WORK INSTRUCTIONS
Every record below should be printed again exactly, with its pictures removed.

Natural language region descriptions
──────────────────────────────
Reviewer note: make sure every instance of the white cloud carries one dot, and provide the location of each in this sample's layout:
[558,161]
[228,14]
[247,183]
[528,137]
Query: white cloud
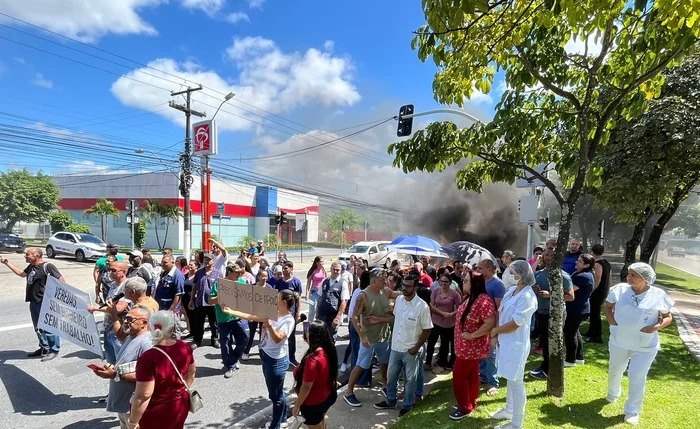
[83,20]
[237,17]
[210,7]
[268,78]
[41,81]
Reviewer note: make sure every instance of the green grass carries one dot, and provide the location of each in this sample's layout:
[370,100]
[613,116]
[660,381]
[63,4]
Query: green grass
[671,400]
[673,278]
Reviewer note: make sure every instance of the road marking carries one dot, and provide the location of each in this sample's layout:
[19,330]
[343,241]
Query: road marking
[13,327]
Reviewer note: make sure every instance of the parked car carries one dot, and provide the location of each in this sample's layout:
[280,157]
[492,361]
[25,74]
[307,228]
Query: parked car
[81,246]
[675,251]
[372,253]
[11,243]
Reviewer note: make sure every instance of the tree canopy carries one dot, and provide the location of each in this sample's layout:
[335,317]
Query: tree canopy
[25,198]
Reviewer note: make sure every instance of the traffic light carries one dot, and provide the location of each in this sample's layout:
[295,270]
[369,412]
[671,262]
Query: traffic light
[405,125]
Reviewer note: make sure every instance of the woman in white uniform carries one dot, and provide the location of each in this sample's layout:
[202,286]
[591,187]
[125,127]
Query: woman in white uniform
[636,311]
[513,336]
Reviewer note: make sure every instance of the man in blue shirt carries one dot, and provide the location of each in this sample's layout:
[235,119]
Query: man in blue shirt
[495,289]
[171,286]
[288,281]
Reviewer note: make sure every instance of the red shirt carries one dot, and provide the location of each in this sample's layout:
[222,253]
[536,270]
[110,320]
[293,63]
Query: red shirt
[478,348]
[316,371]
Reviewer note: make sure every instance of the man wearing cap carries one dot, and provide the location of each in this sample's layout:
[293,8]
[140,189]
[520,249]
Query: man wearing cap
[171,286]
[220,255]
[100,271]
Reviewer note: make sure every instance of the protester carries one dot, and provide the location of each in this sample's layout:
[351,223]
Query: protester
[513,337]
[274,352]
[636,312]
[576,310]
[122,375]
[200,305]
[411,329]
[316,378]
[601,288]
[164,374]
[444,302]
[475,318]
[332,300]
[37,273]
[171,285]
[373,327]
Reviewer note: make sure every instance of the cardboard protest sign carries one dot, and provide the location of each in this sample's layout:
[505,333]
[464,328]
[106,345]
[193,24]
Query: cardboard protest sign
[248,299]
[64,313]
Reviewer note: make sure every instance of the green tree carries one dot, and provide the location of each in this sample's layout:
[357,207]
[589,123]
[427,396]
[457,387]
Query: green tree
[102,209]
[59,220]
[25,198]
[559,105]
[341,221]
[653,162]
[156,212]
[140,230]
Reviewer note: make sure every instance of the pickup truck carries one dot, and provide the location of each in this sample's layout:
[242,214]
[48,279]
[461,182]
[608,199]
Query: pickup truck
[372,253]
──────────────────────────────
EXERCISE SOLUTION
Reviewer note: make sure every instance of the white cloud carries one dot, and provide the location of each in this sample's layout:
[558,161]
[228,14]
[247,183]
[528,137]
Query: white cloud
[83,20]
[237,17]
[210,7]
[268,78]
[41,81]
Reviewer note: make sure every instance of the green grass carries one dot, and provide the location of each in this sample's layout:
[370,100]
[613,116]
[660,381]
[63,4]
Query: green grass
[671,400]
[673,278]
Reviewer note: make sure every instance of the road marking carries one dot, and provide the location of each in this sample's layout:
[19,330]
[343,241]
Query: road marking
[13,327]
Reviewer note: make sure every instance of the parked car carries one dot, and provide the location of each in this sample's layout:
[280,157]
[492,361]
[25,74]
[307,228]
Query: parked car
[81,246]
[675,251]
[372,253]
[11,243]
Reviewer note: make sure every instance of the tree canopy carries one dot, and provide the location of each in this sample's layout:
[335,317]
Query: tree canopy
[25,198]
Reviewer note: make sure every instance of the traffic light carries one dot, and provide the location of each in this sample's layout:
[295,270]
[369,412]
[671,262]
Query: traffic light
[405,125]
Reviewer note: make sure every instance of the woman in white uniform carries one dot, and provide the location of each in this sample's layout:
[202,286]
[591,187]
[125,127]
Query: woman in white uniform
[636,311]
[513,336]
Reviewer note: make sure every instance of the man in blue shirt carries one dot, and provide the location of each in this sample's layout:
[235,119]
Query: man in blue shirt
[495,289]
[171,286]
[288,281]
Reviewer note: make sure every instance of the red shirt carries one dot, and provide the location of each in this sample's layout:
[222,253]
[536,270]
[110,320]
[293,63]
Query: red shirt
[478,348]
[316,371]
Reviewer note: make sure every instance of the man wearing cap carries one dot, and provide the location of each in this sample's layout:
[293,8]
[140,189]
[520,249]
Query: man wearing cap
[171,286]
[220,255]
[100,271]
Reviewer note: make sure every instance of the protester carries one dot, and provide the location of each in this sample's layout:
[351,223]
Query: protester
[513,337]
[274,352]
[636,312]
[576,310]
[122,375]
[200,305]
[411,329]
[316,378]
[601,288]
[164,374]
[444,302]
[475,318]
[332,300]
[37,273]
[171,285]
[373,327]
Reviewer note: make sure every instance of the cardboard protest sign carries one dot, and provide the location of each in this sample's layout:
[505,333]
[464,328]
[106,345]
[193,24]
Query: cardboard protest sign
[248,299]
[64,313]
Reviewer note: make sure every instance of the green tree carries one dot, and provide the location of each in this sample's layout:
[357,207]
[589,123]
[427,396]
[457,387]
Query: green tree
[102,209]
[59,220]
[25,198]
[559,105]
[341,221]
[653,162]
[156,212]
[140,230]
Reviewer note: make sure every instance of the pickup truck carries one dot, and provide the location of each in this sample's layout:
[242,214]
[48,279]
[461,182]
[608,199]
Query: pickup truck
[372,253]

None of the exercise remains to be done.